■ WHAT IS REQUIRED ■
Reproduce the following listing exactly as it appears, line for line, without any changes.

■ DATASET CONTENT ■
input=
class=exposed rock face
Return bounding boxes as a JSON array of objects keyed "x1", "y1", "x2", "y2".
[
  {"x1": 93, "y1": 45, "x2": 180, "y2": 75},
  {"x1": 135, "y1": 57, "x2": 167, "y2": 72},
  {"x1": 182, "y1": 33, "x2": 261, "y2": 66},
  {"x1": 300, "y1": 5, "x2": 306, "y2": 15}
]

■ EXPECTED ANSWER ■
input=
class=exposed rock face
Return bounding boxes as a JSON array of objects keyed "x1", "y1", "x2", "y2".
[
  {"x1": 93, "y1": 45, "x2": 180, "y2": 75},
  {"x1": 135, "y1": 57, "x2": 167, "y2": 72},
  {"x1": 182, "y1": 33, "x2": 261, "y2": 66},
  {"x1": 300, "y1": 5, "x2": 306, "y2": 15}
]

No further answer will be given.